(PAGE EXCERPT)
The requirements of uniformity restrict us to regular polygons, and there are only three which can tile the plane: triangles, squares, and hexagons. Of these, hexagons get the highest marks in many of the categories above: They are the most compact, the best at space-filling, and we can project them in a way that minimizes shape and area distortion.
Crucially, they are also the only option with uniform adjacency to their neighbors, which makes a hexagon grid a strong choice for traversal algorithms like smoothing, interpolation, or clustering. While they are not quite as good as squares are parent-child relationships – you can’t make a true hexagon out of smaller hexagons – with a clever arrangement we can give each hexagon seven children that are nearly contained, with a low margin of error that’s sufficient for many use cases.
The H3 Library
The library includes a range of optimized, efficient functions for working with the grid, including indexing points to cells, moving up and down the hierarchy of grids, and traversing between neighbors.
While the H3 library itself doesn’t perform geospatial analysis, it provides the core building blocks for a range of analytical functions, including many we use in Unfolded Studio. The most common is binning data, usually associated with specific point locations, to equal-area cells, where it can be aggregated by count, sum, or another statistical function. For example, in the following image, event data from Oakland has been binned to cells at resolution 9 and then visualized, with higher values encoded in red.
(End PAGE EXCERPT)
(INFORMATION GIVEN)
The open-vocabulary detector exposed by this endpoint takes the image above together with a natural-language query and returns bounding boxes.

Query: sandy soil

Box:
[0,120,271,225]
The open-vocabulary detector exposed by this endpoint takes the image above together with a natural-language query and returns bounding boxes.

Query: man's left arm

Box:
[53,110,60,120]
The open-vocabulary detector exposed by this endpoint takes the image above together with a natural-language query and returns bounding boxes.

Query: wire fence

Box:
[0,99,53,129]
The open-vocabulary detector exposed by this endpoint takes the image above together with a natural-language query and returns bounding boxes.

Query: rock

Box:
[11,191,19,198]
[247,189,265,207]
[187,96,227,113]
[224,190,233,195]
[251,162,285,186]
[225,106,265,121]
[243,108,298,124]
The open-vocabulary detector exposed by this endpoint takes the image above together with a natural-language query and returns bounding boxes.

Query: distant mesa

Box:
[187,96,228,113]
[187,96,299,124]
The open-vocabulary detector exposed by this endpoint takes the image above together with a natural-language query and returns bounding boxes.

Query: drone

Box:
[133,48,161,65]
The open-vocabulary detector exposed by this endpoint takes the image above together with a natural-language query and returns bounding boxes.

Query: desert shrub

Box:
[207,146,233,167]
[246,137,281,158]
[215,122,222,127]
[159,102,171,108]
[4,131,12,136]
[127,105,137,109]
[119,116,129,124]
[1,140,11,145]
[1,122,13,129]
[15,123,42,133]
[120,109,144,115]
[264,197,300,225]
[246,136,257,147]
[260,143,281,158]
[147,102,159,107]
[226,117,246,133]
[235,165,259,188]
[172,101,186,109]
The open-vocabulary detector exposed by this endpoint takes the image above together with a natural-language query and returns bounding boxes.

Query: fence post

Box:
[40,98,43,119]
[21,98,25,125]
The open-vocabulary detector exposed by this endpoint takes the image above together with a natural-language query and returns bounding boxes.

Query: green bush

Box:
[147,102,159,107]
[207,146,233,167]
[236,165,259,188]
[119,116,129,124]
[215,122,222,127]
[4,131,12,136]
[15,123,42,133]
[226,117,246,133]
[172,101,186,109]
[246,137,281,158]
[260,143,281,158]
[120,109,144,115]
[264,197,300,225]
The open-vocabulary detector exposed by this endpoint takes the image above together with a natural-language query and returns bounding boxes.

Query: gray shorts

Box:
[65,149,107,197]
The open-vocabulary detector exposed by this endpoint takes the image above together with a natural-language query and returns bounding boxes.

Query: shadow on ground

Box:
(End INFORMATION GIVEN)
▶ ASSIGNMENT: Resume the text on hexagon grids and the H3 library, picking up after its last sentence. The records are separate material and are not part of the text on hexagon grids and the H3 library.

▶ ANSWER BOX:
Using a grid system provides a common unit of analysis across different datasets, making it easy to join this data with other sources, such as this population dataset.
Joining these datasets allows us to easily normalize the event data by population, so as not to over-represent highly populated areas.
Using H3’s traversal functions, it’s fairly straightforward to implement additional transformations or analysis on top of this data. For example, in the following image we’ve applied a smooth function to better interpolate values in areas without data.
This just scratches the surface of the kinds of use cases H3 can support, including:
- Spatial indexing
- Radius search
- Raster conversion
- Suitability analysis
- Surface interpolation
- Similarity analysis
- Anomaly detection
- Flow analysis
While a geographic grid system like H3 shouldn’t be the only tool in your geospatial toolkit, it’s a hugely valuable way to take some of the mess out of your geographic analysis. H3 turns data operations that might be complex or impossible in traditional tools into straightforward set operations that are easy to reason about and implement. So, isn’t it time to try hexagons?